▶ [Apply what you read]
**1.** In the passage on outcome-related sampling, rewrite the part between "The ADHD and OAI study" and "subjects over time.", inclusive, with "investigators" changed to "researchers".
**2.** According to the passage on outcome-related sampling, why did investigators in the ADHD study sample children suspected of ADHD at a greater rate than children not suspected?

▶ [Excerpt provided]

****************

Another example comes from the Osteoarthritis Initiative (OAI), a multi-center, longitudinal, prospective observational study of knee osteoarthritis (OA). The objective of the study is to understand risk factors for knee OA, OA progression and the natural history of the disease course. The data set includes clinical evaluation data, radiological (x-ray and magnetic resonance) images and a biospecimen repository gathered from 4796 men and women aged 45-79 years. Magnetic resonance images (MRIs) yield both binary and continuous measurements of OA status and are more accurate but also more expensive than X-rays. Because of the expense, MRI-based variables have still not been exhaustively evaluated. To reduce cost and improve estimation efficiency, investigators select a subset of longitudinal MRIs to evaluate based on X-ray-based variables and clinical data (e.g. pain). Sets of longitudinal MRIs form an outcome-related cluster sample.
The ADHD and OAI study data, and data from outcome-related samples in general, exhibit several features that complicate the statistical analysis. Firstly, the chance a cluster is included in the sample varies from cluster to cluster. Since ADHD is relatively rare, investigators sampled children suspected of ADHD at a greater rate than children not suspected in order to yield a sample containing enough outcomes of interest. Secondly, the referral/sampling variables in the ADHD and OAI studies are not exactly the outcomes of interest and may be longitudinal themselves. Finally, as with any longitudinal study, the data exhibit correlation within subjects over time.
We assume that the data of interest consist of clustered or longitudinal responses Yij along with p-dimensional covariates xij where i indexes clusters (subjects) (i = 1, . . . , m) and j indexes units within clusters (j = 1, . . . , ni), and that we want to assess the association of within-cluster changes in x with a known function of E(Y ). We further assume that we have auxiliary quantities Zi = (Zi1, . . . , Ziki) that are associated with both Yi and xi and that the ith subject (cluster) is chosen for the study with a probability based on Zi (and possibly xi). We assume that the objectives of the study are to assess the individual-specific (within-subject or within-cluster) association of X with Y using all of the data and to examine within-subject (cluster) aggregation. The most common way to handle individual-specific effects is to use generalized linear mixed models (GLMMs) since these models enable us to estimate individual-specific covariate effects (McCulloch et al., 2008). We also seek an approach that accommodates a wide variety of outcome-related sampling schemes from relatively simple designs where subject selection depends on a single outcome to more complicated designs where selection depends on several outcomes, perhaps through subject-specific trajectories.

****************

▶ [Data for review]
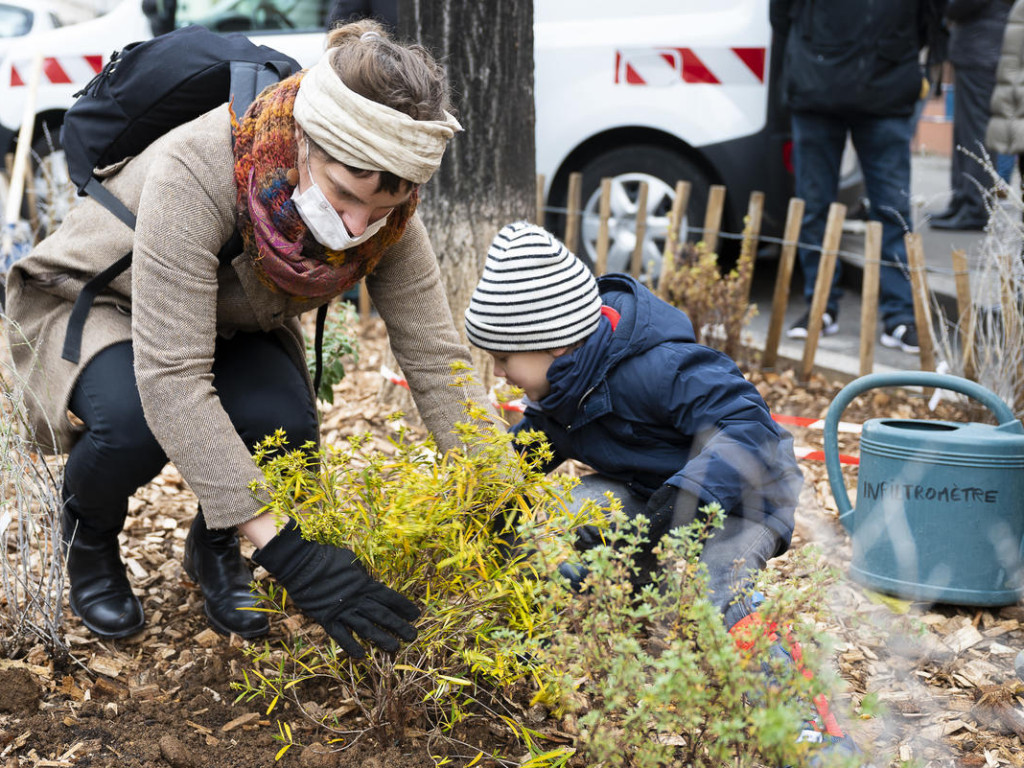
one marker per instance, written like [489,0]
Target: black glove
[330,586]
[670,508]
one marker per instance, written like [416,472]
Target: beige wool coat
[176,298]
[1006,127]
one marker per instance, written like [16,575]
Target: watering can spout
[940,505]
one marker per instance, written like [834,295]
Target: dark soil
[163,698]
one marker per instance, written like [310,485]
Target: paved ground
[840,353]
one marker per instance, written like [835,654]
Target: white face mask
[324,222]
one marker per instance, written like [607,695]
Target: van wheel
[628,166]
[52,192]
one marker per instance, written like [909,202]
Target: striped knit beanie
[534,294]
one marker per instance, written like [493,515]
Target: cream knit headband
[366,134]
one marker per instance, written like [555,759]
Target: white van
[655,90]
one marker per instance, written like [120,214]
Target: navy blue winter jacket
[645,404]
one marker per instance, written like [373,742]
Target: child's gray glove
[331,586]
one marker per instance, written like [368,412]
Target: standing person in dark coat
[851,68]
[1006,127]
[975,39]
[615,379]
[384,11]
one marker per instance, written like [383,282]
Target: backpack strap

****************

▶ [Answers for the exercise]
**1.**
The ADHD and OAI study data, and data from outcome-related samples in general, exhibit several features that complicate the statistical analysis. Firstly, the chance a cluster is included in the sample varies from cluster to cluster. Since ADHD is relatively rare, researchers sampled children suspected of ADHD at a greater rate than children not suspected in order to yield a sample containing enough outcomes of interest. Secondly, the referral/sampling variables in the ADHD and OAI studies are not exactly the outcomes of interest and may be longitudinal themselves. Finally, as with any longitudinal study, the data exhibit correlation within subjects over time.

**2.** Because ADHD is relatively rare, investigators oversampled suspected children so that the sample would contain enough outcomes of interest.